:: Ce qui est demandé ::
Pouvez-vous recopier tous ces enregistrements en changeant « square brackets » en « round brackets », sans rien modifier d'autre ?

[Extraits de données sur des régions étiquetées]
• • • •

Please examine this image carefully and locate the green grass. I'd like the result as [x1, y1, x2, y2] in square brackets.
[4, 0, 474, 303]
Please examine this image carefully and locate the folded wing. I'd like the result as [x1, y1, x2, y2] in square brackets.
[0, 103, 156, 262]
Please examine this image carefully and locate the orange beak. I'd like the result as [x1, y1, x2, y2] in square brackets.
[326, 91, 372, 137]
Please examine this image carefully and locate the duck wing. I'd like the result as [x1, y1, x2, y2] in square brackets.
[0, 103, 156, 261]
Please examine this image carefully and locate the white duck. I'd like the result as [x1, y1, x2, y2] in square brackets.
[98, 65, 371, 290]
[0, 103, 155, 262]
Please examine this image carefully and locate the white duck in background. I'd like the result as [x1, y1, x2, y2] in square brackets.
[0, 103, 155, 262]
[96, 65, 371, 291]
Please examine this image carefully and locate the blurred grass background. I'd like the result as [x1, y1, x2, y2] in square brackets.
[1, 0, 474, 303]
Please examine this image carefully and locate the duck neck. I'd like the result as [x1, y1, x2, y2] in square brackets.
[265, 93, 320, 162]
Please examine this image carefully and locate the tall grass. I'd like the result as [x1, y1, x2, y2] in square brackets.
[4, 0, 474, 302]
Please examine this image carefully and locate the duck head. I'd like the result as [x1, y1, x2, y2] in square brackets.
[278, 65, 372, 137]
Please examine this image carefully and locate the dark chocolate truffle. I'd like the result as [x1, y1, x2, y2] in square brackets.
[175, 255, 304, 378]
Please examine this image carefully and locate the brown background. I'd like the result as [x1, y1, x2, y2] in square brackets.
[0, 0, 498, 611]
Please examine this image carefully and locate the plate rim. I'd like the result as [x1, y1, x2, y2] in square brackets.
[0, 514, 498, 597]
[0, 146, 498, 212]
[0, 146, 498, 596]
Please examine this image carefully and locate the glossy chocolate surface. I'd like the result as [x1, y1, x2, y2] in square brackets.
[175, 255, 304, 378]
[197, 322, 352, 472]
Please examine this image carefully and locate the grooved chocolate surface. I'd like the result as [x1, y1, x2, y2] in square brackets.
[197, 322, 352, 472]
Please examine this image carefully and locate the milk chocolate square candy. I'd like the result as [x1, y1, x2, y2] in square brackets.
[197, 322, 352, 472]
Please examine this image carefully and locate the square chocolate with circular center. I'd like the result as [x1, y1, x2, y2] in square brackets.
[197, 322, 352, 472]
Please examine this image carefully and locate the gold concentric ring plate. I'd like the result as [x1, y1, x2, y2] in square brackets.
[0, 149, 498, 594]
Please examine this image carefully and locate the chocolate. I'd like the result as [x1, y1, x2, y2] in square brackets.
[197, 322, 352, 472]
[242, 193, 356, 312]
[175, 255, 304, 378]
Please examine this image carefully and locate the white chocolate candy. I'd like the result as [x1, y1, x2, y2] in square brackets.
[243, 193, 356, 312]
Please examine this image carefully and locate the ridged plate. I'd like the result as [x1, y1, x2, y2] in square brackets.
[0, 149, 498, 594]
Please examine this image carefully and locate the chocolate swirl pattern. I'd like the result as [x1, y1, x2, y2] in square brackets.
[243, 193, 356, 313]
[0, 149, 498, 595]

• • • •

:: Résultat complet ::
Please examine this image carefully and locate the green grass. I'd like the result as [x1, y1, x2, y2] in round brackets.
[4, 0, 474, 303]
Please examine this image carefully and locate the folded wing. I'd like the result as [x1, y1, x2, y2] in round brackets.
[0, 103, 156, 262]
Please examine this image carefully and locate the orange beak. I'd like the result as [x1, y1, x2, y2] in round brackets.
[326, 91, 372, 137]
Please examine this image carefully and locate the duck wing. I'd like the result as [x1, y1, x2, y2] in round brackets.
[0, 103, 156, 261]
Please examine this image carefully and locate the white duck. I'd like the result as [x1, y1, x2, y2] in round brackets.
[98, 65, 371, 290]
[0, 103, 155, 262]
Please examine this image carefully and locate the white duck in background. I'd like the result as [x1, y1, x2, y2] in round brackets.
[0, 103, 155, 262]
[96, 65, 371, 291]
Please examine this image carefully and locate the blurred grass background. I'd like the result as [x1, y1, x2, y2] in round brackets.
[1, 0, 474, 303]
Please examine this image carefully and locate the duck neck. I'd like the result as [x1, y1, x2, y2] in round brackets.
[265, 93, 320, 162]
Please examine this image carefully and locate the tall grass. I'd like the result as [x1, y1, x2, y2] in round brackets.
[4, 0, 474, 302]
Please examine this image carefully and locate the duck head. I'd like the result as [x1, y1, x2, y2] in round brackets.
[278, 65, 372, 137]
Please examine this image carefully and locate the dark chocolate truffle. I'd like the result as [x1, y1, x2, y2] in round brackets.
[175, 255, 304, 378]
Please examine this image carefully and locate the brown background. I'd like the result as [x1, y1, x2, y2] in round brackets.
[0, 0, 498, 611]
Please examine this image carefully and locate the plate rim. I'd like the result as [x1, y1, x2, y2] in round brackets.
[0, 514, 498, 597]
[0, 146, 498, 212]
[0, 146, 498, 596]
Please examine this image carefully and locate the glossy chocolate surface. I'd like the result as [x1, y1, x2, y2] in round brackets.
[175, 255, 304, 378]
[197, 322, 352, 472]
Please examine this image carefully and locate the grooved chocolate surface. I'd like the result as [x1, y1, x2, y2] in round brackets.
[197, 322, 352, 472]
Please examine this image carefully and locate the milk chocolate square candy. I'd like the result as [x1, y1, x2, y2] in round brackets.
[197, 322, 352, 472]
Please examine this image carefully and locate the square chocolate with circular center. I'd like the result as [x1, y1, x2, y2] in round brackets.
[197, 322, 352, 472]
Please examine this image carefully and locate the gold concentric ring plate. I'd like the result as [x1, y1, x2, y2] in round brackets.
[0, 149, 498, 594]
Please examine this image carefully and locate the chocolate. I'd like the result as [x1, y1, x2, y2] in round brackets.
[197, 322, 352, 472]
[242, 193, 356, 312]
[175, 255, 304, 378]
Please examine this image carefully and locate the white chocolate candy. I'd like the result as [x1, y1, x2, y2] in round brackets.
[243, 193, 356, 312]
Please examine this image carefully and locate the ridged plate. I'd like the result as [x1, y1, x2, y2] in round brackets.
[0, 149, 498, 594]
Please examine this image carefully and locate the chocolate swirl pattern. I'd like the result as [x1, y1, x2, y2] in round brackets.
[243, 193, 356, 313]
[0, 149, 498, 595]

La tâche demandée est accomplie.